The problem: Copy the data below word for word, keeping every line in its original order.

::::::::::

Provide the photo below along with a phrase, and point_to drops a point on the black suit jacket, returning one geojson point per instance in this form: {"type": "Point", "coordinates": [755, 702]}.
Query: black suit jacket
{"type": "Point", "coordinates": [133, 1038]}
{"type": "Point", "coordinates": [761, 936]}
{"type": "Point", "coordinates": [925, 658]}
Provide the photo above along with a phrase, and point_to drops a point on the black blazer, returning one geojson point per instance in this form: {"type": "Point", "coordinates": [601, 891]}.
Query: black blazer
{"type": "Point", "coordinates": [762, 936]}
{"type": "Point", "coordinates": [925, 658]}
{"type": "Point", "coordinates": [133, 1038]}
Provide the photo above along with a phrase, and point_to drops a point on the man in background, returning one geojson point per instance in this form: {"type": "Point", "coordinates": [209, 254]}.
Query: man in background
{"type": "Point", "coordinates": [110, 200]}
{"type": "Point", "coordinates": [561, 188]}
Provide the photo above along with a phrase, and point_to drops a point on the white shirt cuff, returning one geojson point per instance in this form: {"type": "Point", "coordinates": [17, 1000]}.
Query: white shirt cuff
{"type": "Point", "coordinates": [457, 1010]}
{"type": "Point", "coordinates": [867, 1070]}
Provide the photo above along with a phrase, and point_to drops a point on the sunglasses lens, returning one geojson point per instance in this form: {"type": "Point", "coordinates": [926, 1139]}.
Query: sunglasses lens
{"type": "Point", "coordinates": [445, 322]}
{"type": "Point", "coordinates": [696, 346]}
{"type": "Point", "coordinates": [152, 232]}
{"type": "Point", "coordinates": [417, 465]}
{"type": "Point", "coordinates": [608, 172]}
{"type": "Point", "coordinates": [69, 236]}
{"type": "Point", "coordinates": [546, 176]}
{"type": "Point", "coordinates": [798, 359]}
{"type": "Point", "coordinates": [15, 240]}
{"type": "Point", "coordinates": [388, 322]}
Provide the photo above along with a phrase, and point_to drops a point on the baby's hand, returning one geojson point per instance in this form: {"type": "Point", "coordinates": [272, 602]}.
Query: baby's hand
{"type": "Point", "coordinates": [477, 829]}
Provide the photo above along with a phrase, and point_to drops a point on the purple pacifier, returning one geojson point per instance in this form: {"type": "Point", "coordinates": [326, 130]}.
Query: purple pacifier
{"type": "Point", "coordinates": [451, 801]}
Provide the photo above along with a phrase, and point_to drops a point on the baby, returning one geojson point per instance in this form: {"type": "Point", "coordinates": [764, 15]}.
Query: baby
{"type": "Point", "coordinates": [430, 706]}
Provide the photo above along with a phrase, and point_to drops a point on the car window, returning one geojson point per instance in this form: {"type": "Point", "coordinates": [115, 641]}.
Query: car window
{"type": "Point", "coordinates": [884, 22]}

::::::::::

Response:
Provide the photo below along with a phrase, and point_to drops a point on the black suit jacket, returning one geojson point per instance in this form: {"type": "Point", "coordinates": [755, 702]}.
Query: black suit jacket
{"type": "Point", "coordinates": [133, 1038]}
{"type": "Point", "coordinates": [761, 936]}
{"type": "Point", "coordinates": [925, 658]}
Provide the photo above along with a phrase, and point_to drops a point on the black blazer, returning one geojson point per instance in this form: {"type": "Point", "coordinates": [601, 891]}.
Query: black blazer
{"type": "Point", "coordinates": [762, 936]}
{"type": "Point", "coordinates": [925, 658]}
{"type": "Point", "coordinates": [133, 1038]}
Provide the photo above along with a phrase, and point_to drops a point on the man in background, returning one geojson point per instance in this form: {"type": "Point", "coordinates": [209, 254]}.
Query: man in background
{"type": "Point", "coordinates": [110, 200]}
{"type": "Point", "coordinates": [561, 188]}
Provide the photo above along with a phrase, and point_to drops a point on the white shirt cuff, returning one geojson point per instance in this form: {"type": "Point", "coordinates": [17, 1000]}.
Query: white shirt cuff
{"type": "Point", "coordinates": [457, 1010]}
{"type": "Point", "coordinates": [867, 1070]}
Provide the photo above along with a phrase, and point_to drops a point on the sunglasses lens, returning one geojson point per instance in this form: {"type": "Point", "coordinates": [926, 1139]}.
Query: sunglasses lens
{"type": "Point", "coordinates": [445, 322]}
{"type": "Point", "coordinates": [696, 346]}
{"type": "Point", "coordinates": [152, 232]}
{"type": "Point", "coordinates": [417, 465]}
{"type": "Point", "coordinates": [608, 172]}
{"type": "Point", "coordinates": [69, 236]}
{"type": "Point", "coordinates": [546, 176]}
{"type": "Point", "coordinates": [798, 359]}
{"type": "Point", "coordinates": [15, 240]}
{"type": "Point", "coordinates": [388, 322]}
Provide the photo above along with a phrase, and point_to drops a point on the baby's hand, returning one geojson point per instance in this form: {"type": "Point", "coordinates": [272, 602]}.
Query: baby's hand
{"type": "Point", "coordinates": [477, 829]}
Provide the photo above along with a phrase, and point_to drops a point on the purple pacifier, returning one geojson point per instance in this form: {"type": "Point", "coordinates": [326, 130]}.
Query: purple pacifier
{"type": "Point", "coordinates": [451, 801]}
Provide the photo above along with a phrase, and point_to drops a point on the baby, returning one geojson point per instance in this form: {"type": "Point", "coordinates": [764, 15]}.
Query: baby
{"type": "Point", "coordinates": [430, 706]}
Provide the photo above along with a phrase, and point_to drops a point on the car window, returning one geojson point per instance in this form: {"type": "Point", "coordinates": [115, 641]}.
Query: car window
{"type": "Point", "coordinates": [884, 22]}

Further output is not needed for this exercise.